[Required action] Below this task are records; return each one exactly and omit its images.

Start of Dataset extract

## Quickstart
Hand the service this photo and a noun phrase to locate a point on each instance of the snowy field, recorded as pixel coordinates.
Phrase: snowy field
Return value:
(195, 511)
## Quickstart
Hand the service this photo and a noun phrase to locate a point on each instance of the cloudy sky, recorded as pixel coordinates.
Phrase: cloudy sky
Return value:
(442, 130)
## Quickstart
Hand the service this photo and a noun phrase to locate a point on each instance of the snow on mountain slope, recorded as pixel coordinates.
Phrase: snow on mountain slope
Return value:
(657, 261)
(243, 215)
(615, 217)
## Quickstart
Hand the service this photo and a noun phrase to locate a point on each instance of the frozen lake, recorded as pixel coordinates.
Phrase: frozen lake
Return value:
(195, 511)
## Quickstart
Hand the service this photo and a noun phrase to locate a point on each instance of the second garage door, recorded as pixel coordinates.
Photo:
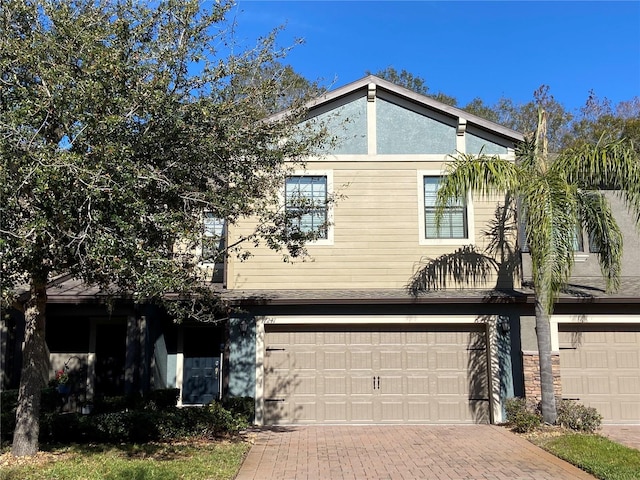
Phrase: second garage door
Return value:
(391, 374)
(600, 367)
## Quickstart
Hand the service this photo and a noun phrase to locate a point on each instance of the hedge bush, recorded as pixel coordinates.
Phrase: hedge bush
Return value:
(578, 417)
(155, 418)
(522, 416)
(244, 406)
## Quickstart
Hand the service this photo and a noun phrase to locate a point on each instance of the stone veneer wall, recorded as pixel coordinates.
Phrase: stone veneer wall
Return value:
(531, 370)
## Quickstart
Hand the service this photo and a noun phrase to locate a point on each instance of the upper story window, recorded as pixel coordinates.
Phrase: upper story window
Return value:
(306, 203)
(454, 222)
(213, 241)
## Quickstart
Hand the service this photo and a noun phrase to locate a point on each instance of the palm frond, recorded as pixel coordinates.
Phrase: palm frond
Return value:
(465, 266)
(484, 175)
(551, 218)
(604, 235)
(610, 165)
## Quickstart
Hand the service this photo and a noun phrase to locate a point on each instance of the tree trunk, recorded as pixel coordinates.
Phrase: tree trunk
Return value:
(543, 334)
(33, 378)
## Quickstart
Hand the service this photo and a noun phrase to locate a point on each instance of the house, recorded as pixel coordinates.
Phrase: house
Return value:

End of Dataset extract

[Response area]
## Quickstart
Hand the service this photo and a noun phrase to locate a point on each instance of the snowy field, recorded as pixel coordinates.
Phrase: snowy field
Return value:
(195, 511)
## Quickstart
Hand the service this photo and a noun phrase to locate a point on each instance of the cloudy sky, recorded as pixel coordinates.
Phrase: cloudy sky
Return value:
(442, 130)
## Quickstart
Hand the service this photo and a noun phrase to locate a point on each instance of the snow on mountain slope, recorded as pixel coordinates.
Phrase: snow on mountain slope
Return value:
(657, 261)
(243, 215)
(615, 217)
## Quickstart
Hand the service this photo and a noun phrase to locate a point on each instance of the frozen lake, recorded as pixel coordinates.
Phrase: frozen lake
Return value:
(195, 511)
## Quickstart
Hand the service this photo and a noun phrase to locate a point on each instance of the second garage door, recorded as pixel coordinates.
Photo:
Phrase: second garage door
Return value:
(391, 374)
(600, 367)
## Quickstart
Hand the service this photo and a noun phrase to locate a point on each instance of the hedge bush, recorded as pixel coordinates.
Phrase: hedge bush
Return value:
(578, 417)
(155, 418)
(522, 416)
(244, 406)
## Quickstart
Hand the service this photo and a noun phrase to locate a point on each instance of the stone veneer wall, recorded as pixel coordinates.
Phrase: stone veneer wall
Return value:
(531, 370)
## Quickstart
Hand the service this photo and a noun phrase to locate a point on each instance of the upper story window, recorded as pixel coordinates.
Phrase: upper story window
Return value:
(306, 203)
(454, 222)
(213, 241)
## Quickstart
Hand the service this photo and a noun phrase to locate a point on each instance of the palm frond, recorded as pixel coordinates.
Phrase: palm frond
Return value:
(465, 266)
(484, 175)
(551, 218)
(604, 235)
(610, 165)
## Quickstart
Hand the service this photo and a noun phrase to locate a point on each instance of the tree trunk, recorded as pixel coordinates.
Phrase: tree trunk
Return value:
(543, 334)
(33, 378)
## Quickstart
Hand the service this photo and a noun phrase to locate a point on each instance of the house, recorded as pixel coordinates.
Phrase: house
Return value:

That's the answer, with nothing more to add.